課題 1: 書評の抜粋のうち「ここで、ある公開鍵で作成した暗号文はこれと対になる秘密鍵でのみ復号化でき、」から「使って復号化し、平文を復元=解読する。」までの範囲を、「復号化」を「復号」に置き換えて更新した形で示す。
課題 2: 書評の抜粋を、最後の文の次から書き継ぐ。

抜粋:
____

そのために発想されたのが「公開鍵暗号」という奇想天外ともいえる概念で、これ
は人類が二千年以上にわたって使用してきた古典的・近代的な暗号システム(共通
鍵暗号)の概念を覆えす画期的なものであった。

《一人のユーザーが、公開鍵と秘密鍵の二種類を用意し、公開鍵はすべてのユーザ
ーに公開して、どのユーザーにも、その公開鍵で、自分宛の暗号文を作成してもら
うのである。届いた暗号文を平文に戻す(復号する)には自分だけが秘密保管する
暗号鍵を使う。》

 ここで、ある公開鍵で作成した暗号文はこれと対になる秘密鍵でのみ復号化でき、
またある秘密鍵で作成した暗号文はこれと対になる公開鍵でのみ復号化できるので
あって、これが公開鍵暗号の「秘匿」機能の仕組である。いま一つの「認証」機能
の方は、たとえば次のような手順で果たされる。

 AがBに署名付の親展メールを送信する方法。Aはまず自分の秘密鍵を使って平
文を暗号化し、さらにBの公開鍵を使って暗号化する。この二重に暗号化されたメ
ールを受け取ったBは、まず自分の秘密鍵を使って復号化し、さらにAの公開鍵を
使って復号化し、平文を復元=解読する。

 この暗号システムには、意識と無意識、表現と解読、自己と他者の錯綜した関係
を解明する(利用可能なものとする)文法のようなものが潜んでいる。ただし、こ
こでいう「文法」は、ある一組の公開鍵と秘密鍵を作製するアルゴリズムとはまっ
たく異なるものである。

 ──現代社会で生きていくうえで、それが実際面であれ観念世界であれ、暗号の
こと、とりわけ「公開鍵暗号」への深い洞察が欠かせない。私はそう思う。本書は
その有益な入門書である。

●566●小浜逸郎『無意識はどこにあるのか』(洋泉社)

 小浜氏は本書で、フロイトによって叙述された「実体論的な無意識概念」の批判
的読み替えを通して、「ありのままのこの生の現在に寄り添う「無意識」を語る方
法」をめぐる「基礎的・原理的な」考察を加えている。

 小浜氏は、「無意識は同時性においてその主体の意識の対象とならないからこそ
無意識なのである」という。というのも、論理的にいって「無意識と呼ばれるもの
が実際にあらわれる場合、それは常に意識に寄り添うかたちで、ある意識に気づか
れるという仕方であらわれる」からであり、その意味で「無意識とは、どこまでも
意識的な事件であり、意識自身が自分を越えたものを意識させられるという現象で
ある」からだ。

《無意識は、「後の」または「他者の」意識によって無意識として「気づかれる」
ことで初めて意識のなかで存在を許される。それは現にそれが働いていたと見なさ
れる時点においては、主体にとってそれをそれとして措定することが原理的に不可
能なのである。》

 このような議論を経て小浜氏は、「無意識とは、現在の実存の断面における、意
識性を越えたすべての自己関係性のあり方に対する一般的な命名と考えるべきなの
である」とし、この自己関係性のあり方を条件づけるものとして、そして無意識を
構成する条件として、「他者性」「身体性」「時間性」の三つの概念を抽出してい
る。

____

利用可能なデータ:

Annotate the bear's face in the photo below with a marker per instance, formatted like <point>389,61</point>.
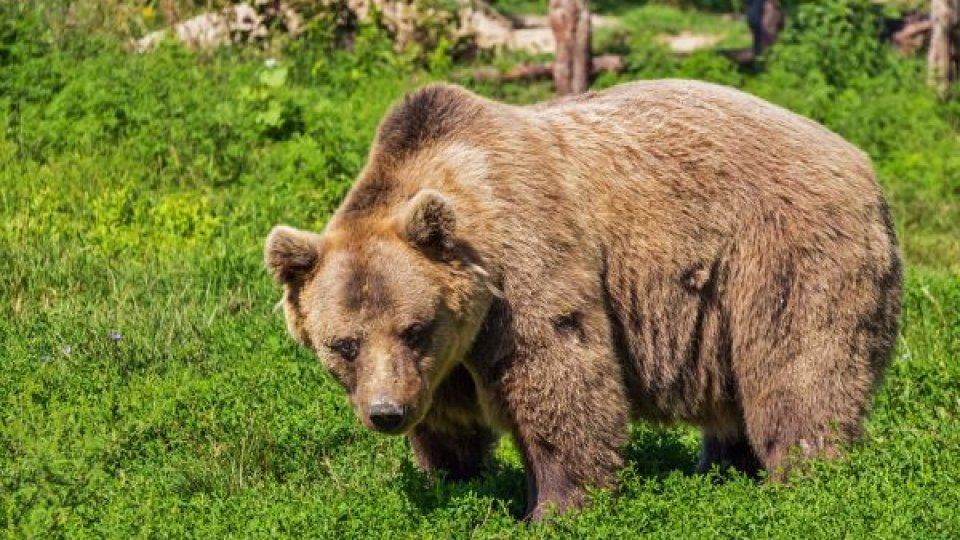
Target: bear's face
<point>383,306</point>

____

出力結果 1:
ここで、ある公開鍵で作成した暗号文はこれと対になる秘密鍵でのみ復号でき、
またある秘密鍵で作成した暗号文はこれと対になる公開鍵でのみ復号できるので
あって、これが公開鍵暗号の「秘匿」機能の仕組である。いま一つの「認証」機能
の方は、たとえば次のような手順で果たされる。

 AがBに署名付の親展メールを送信する方法。Aはまず自分の秘密鍵を使って平
文を暗号化し、さらにBの公開鍵を使って暗号化する。この二重に暗号化されたメ
ールを受け取ったBは、まず自分の秘密鍵を使って復号し、さらにAの公開鍵を
使って復号し、平文を復元=解読する。

出力結果 2:
《他者と身体と時間は、人間がそれとともに生きており、それを生きており、それ
によって生かされていながら、まさにそのためにそれについて究極的には意識の把
握をはみ出すような生存条件である。それらの存在にあまりに馴染んでいるがゆえ
に、それらの存在性格を自体的に意識化できないというこのあり方が、私たちの意
識の本質を、不安という様式で染め上げている。言いかえると、意識が不安そのも
のであるという事実は、私たちの生きられる無意識が、これらの三つの馴染み深い
生存条件をその欠くことのできない内包としている事実と呼応しているのである。》

 以下、本書第四章で。小浜氏は主として他者性と時間性の軸を中心に、「無意識
」が人間の具体的な生を支えているあり方について論じている。(記憶の問題をは
じめとする時間性としての無意識の問題は、いずれ書かれるべき後書に委ねられて
いる。)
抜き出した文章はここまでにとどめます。